▸ **EXERCISE BRIEF**
Can you transcribe the rows word for word, starting at the first line of the rows and going on through the line with "[(482, 320), (617, 313), (300, 317), (382, 321), (555, 325)]", including both of those lines?

▸ **INFORMATION SUPPLIED**

[START]

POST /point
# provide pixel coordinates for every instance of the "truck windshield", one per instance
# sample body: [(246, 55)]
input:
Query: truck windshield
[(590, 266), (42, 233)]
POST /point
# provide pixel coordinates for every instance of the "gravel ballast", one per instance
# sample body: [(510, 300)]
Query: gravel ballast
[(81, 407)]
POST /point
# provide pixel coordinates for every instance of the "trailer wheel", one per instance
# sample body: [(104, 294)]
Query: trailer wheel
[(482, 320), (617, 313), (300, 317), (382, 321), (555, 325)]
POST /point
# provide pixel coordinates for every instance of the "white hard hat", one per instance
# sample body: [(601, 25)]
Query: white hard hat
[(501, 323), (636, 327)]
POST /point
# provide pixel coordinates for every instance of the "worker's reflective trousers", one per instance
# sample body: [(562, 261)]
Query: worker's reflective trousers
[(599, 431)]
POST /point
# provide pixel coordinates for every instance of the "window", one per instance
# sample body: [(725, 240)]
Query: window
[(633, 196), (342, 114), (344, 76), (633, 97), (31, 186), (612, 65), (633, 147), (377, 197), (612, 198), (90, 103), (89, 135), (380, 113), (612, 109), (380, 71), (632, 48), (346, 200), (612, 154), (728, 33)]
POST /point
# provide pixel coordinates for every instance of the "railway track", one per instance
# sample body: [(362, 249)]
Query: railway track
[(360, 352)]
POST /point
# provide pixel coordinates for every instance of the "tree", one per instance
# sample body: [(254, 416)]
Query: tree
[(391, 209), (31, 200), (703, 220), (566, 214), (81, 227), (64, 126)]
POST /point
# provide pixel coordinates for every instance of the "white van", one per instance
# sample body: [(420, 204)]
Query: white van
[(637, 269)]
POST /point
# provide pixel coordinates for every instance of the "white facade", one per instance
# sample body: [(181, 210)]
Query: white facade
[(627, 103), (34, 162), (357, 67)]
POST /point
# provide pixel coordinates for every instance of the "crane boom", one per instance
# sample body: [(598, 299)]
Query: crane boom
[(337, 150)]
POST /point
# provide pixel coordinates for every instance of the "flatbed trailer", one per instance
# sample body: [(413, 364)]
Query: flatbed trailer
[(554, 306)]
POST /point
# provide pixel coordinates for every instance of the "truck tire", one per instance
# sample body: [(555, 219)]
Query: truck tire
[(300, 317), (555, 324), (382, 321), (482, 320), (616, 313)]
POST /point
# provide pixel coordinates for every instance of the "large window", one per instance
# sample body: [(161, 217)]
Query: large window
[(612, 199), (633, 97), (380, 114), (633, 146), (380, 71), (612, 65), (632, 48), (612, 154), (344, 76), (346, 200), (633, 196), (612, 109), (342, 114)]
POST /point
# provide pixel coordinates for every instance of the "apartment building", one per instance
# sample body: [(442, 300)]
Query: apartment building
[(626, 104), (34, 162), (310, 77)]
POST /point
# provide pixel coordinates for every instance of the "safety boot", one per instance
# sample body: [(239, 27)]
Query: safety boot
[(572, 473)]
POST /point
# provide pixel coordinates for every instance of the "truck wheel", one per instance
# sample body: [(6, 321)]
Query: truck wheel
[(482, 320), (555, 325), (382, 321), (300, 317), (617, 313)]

[END]

▸ **WRITTEN ANSWER**
POST /point
# provide pixel coordinates for every instance of the "truck windshield", one per instance
# sample body: [(246, 55)]
input:
Query: truck windshield
[(590, 266), (42, 233)]
POST /point
# provide pixel coordinates for every instance of the "gravel ballast", one per instance
# sample body: [(510, 300)]
Query: gravel ballast
[(81, 407)]
POST /point
# provide pixel coordinates for every instance of the "trailer wheel", one per instance
# sample body: [(104, 294)]
Query: trailer wheel
[(482, 320), (617, 313), (300, 317), (382, 321), (555, 325)]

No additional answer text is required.